**STORED RECORDS:**
=======

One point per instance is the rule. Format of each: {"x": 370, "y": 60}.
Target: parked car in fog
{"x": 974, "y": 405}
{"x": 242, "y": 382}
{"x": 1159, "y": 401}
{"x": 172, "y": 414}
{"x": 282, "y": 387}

=======

**WHAT YOU NEED TO DO:** Rewrite all of the data above with "fog" changed to "mist" and everything else left the same.

**EXERCISE RESULT:**
One point per instance is the rule. Format of each: {"x": 370, "y": 60}.
Target: parked car in mist
{"x": 974, "y": 405}
{"x": 242, "y": 382}
{"x": 1159, "y": 401}
{"x": 172, "y": 414}
{"x": 282, "y": 387}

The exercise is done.